Records shown –
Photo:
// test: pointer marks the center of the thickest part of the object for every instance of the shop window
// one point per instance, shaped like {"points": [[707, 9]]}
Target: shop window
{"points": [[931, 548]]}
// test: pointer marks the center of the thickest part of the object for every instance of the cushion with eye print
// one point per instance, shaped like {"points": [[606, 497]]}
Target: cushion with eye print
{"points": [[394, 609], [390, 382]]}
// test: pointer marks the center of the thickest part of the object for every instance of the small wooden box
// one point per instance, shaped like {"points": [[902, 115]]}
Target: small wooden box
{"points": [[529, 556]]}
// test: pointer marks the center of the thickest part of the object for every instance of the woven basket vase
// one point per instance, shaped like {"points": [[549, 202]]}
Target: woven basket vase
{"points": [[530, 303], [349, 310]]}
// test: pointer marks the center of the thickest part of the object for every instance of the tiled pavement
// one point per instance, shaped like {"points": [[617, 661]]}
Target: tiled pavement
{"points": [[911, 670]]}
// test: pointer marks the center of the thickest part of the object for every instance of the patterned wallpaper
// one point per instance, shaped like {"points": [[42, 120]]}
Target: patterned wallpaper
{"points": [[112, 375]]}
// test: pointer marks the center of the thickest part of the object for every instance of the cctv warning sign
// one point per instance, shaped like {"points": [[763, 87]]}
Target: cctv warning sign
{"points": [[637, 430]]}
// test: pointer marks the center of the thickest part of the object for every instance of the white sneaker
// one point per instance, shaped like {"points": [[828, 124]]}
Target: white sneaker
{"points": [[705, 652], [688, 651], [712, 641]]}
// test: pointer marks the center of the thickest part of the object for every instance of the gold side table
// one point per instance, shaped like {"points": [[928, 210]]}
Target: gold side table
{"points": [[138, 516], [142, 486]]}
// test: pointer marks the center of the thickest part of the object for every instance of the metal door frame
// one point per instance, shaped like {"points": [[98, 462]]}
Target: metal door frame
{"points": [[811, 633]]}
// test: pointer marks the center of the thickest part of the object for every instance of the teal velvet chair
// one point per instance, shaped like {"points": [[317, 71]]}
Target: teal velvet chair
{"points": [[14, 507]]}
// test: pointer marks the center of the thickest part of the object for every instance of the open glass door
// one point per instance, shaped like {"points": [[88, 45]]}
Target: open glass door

What the task asks – Give back the full listing above verbatim.

Reply to the exercise –
Photo:
// test: pointer marks the center of the thickest part of the object for every instance of the shop window
// one point per instance, shaped like {"points": [[707, 9]]}
Target: shop window
{"points": [[931, 548]]}
// test: pointer marks the center of the thickest part of the object for every instance of the cushion with eye print
// one point per instance, shaped like {"points": [[606, 497]]}
Target: cushion with eye print
{"points": [[394, 609], [390, 382]]}
// test: pointer marks the center of the thickest part of the object for every instance of the small wooden box
// one point per instance, shaped like {"points": [[902, 115]]}
Target: small wooden box
{"points": [[529, 556]]}
// test: pointer marks the center of the thickest part of the object for every instance of the woven basket vase
// one point per instance, shaped like {"points": [[549, 202]]}
Target: woven basket vase
{"points": [[530, 303], [349, 310]]}
// test: pointer marks the center of the thickest part of the object for every instance of the tiled pavement
// one point per instance, shaped like {"points": [[617, 661]]}
Target: tiled pavement
{"points": [[911, 670]]}
// test: pointer marks the center of the thickest part of the object for every instance of the patterned wallpaper
// one point per instance, shaped like {"points": [[42, 120]]}
Target: patterned wallpaper
{"points": [[112, 375]]}
// test: pointer marks the center of the thickest part of the object for every instance of the cctv warning sign
// one point per instance, shaped like {"points": [[763, 87]]}
Target: cctv warning sign
{"points": [[637, 430]]}
// test: pointer marks the center of the thickest part of the object for every instance of the white sneaker
// one point per instance, shaped like {"points": [[828, 124]]}
Target: white sneaker
{"points": [[705, 652], [688, 651], [712, 641]]}
// test: pointer marks the center of the thickest part of the object for every instance of the gold side table
// one point per instance, shaped like {"points": [[928, 210]]}
Target: gold side table
{"points": [[138, 516], [142, 486]]}
// test: pointer marks the center of the thickest part of the object for every instance of the metal door frame
// one point per instance, shaped like {"points": [[98, 462]]}
Target: metal door frame
{"points": [[811, 633]]}
// test: pointer marks the center of the thickest part of the object for every instance of the teal velvet chair
// one point per instance, shaped like {"points": [[317, 71]]}
Target: teal velvet chair
{"points": [[14, 507]]}
// test: pointer marks the center of the thickest part of the object for every instance of the open glass door
// one point per instance, shaped like {"points": [[88, 45]]}
Target: open glass door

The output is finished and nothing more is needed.